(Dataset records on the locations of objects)
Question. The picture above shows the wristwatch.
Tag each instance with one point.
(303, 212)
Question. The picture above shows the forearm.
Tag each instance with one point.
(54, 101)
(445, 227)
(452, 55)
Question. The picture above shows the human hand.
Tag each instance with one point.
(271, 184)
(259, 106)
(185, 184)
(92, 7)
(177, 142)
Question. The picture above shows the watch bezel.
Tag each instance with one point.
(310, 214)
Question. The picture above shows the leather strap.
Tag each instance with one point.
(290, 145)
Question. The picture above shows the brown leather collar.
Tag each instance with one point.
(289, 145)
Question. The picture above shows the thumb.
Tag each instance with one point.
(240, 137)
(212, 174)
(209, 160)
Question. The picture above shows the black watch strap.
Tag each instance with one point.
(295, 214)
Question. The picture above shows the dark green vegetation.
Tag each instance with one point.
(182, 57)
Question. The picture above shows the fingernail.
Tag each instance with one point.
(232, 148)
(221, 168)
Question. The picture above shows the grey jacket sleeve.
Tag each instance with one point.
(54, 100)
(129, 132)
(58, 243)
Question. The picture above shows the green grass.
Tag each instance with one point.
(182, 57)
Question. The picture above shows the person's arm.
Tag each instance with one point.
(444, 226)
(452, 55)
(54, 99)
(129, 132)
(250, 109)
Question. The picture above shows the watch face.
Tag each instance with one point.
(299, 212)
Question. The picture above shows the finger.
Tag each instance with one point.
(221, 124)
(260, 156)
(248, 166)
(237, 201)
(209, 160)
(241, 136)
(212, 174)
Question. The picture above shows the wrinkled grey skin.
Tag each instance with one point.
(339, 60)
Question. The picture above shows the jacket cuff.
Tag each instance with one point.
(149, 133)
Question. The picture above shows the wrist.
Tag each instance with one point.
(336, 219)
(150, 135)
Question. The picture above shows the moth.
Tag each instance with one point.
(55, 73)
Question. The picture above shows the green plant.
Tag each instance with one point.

## PROMPT
Rewrite all of the rows above, changing every "Tag" to "Mark" and leaving everything else unchanged.

## REPLY
Question. The picture above shows the wristwatch.
Mark each instance with one point.
(303, 212)
Question. The picture above shows the forearm.
Mark each instance with one point.
(54, 101)
(445, 227)
(452, 55)
Question. The picture above shows the human hand.
Mark each instance with one point.
(271, 184)
(259, 106)
(185, 184)
(92, 7)
(177, 142)
Question. The picture above shows the watch bezel.
Mark each instance with one point.
(310, 214)
Question. The picture above shows the leather strap.
Mark each instance with one point.
(290, 145)
Question. The picture above shows the brown leather collar.
Mark each instance with one point.
(289, 145)
Question. The picture above shows the thumb.
Mark each instance with one point.
(240, 137)
(212, 174)
(209, 160)
Question. The picture above shows the black watch strap.
Mark each instance with one point.
(295, 214)
Question. The picture above shows the dark green vegetation.
Mark each instance with one point.
(182, 57)
Question. The picture above shows the fingernail.
Mark each instance with one point.
(232, 148)
(221, 168)
Question. The picture above shows the grey jacket sleeve.
Mark each instance with one point.
(54, 100)
(129, 132)
(58, 243)
Question. The picture above shows the green grass.
Mark each instance with one point.
(182, 57)
Question. The picture above shows the person's arm.
Mark each instance with one point.
(444, 226)
(452, 55)
(54, 99)
(129, 132)
(250, 109)
Question. The picture above shows the watch face.
Mark each instance with one point.
(299, 212)
Question. The picture above shows the finger.
Mark each instance with one point.
(221, 124)
(260, 156)
(248, 166)
(237, 201)
(209, 160)
(241, 136)
(212, 174)
Question. The picture above shows the wrinkled grey skin.
Mark each instance with one point.
(339, 60)
Question. The picture above shows the jacket cuff.
Mark each instance with one point.
(149, 133)
Question. The picture above shows the wrist.
Mark each instance with one point.
(336, 219)
(150, 135)
Question. The picture above shows the moth.
Mark each instance with one point.
(55, 73)
Question. The picture above shows the green plant.
Mark each instance with one point.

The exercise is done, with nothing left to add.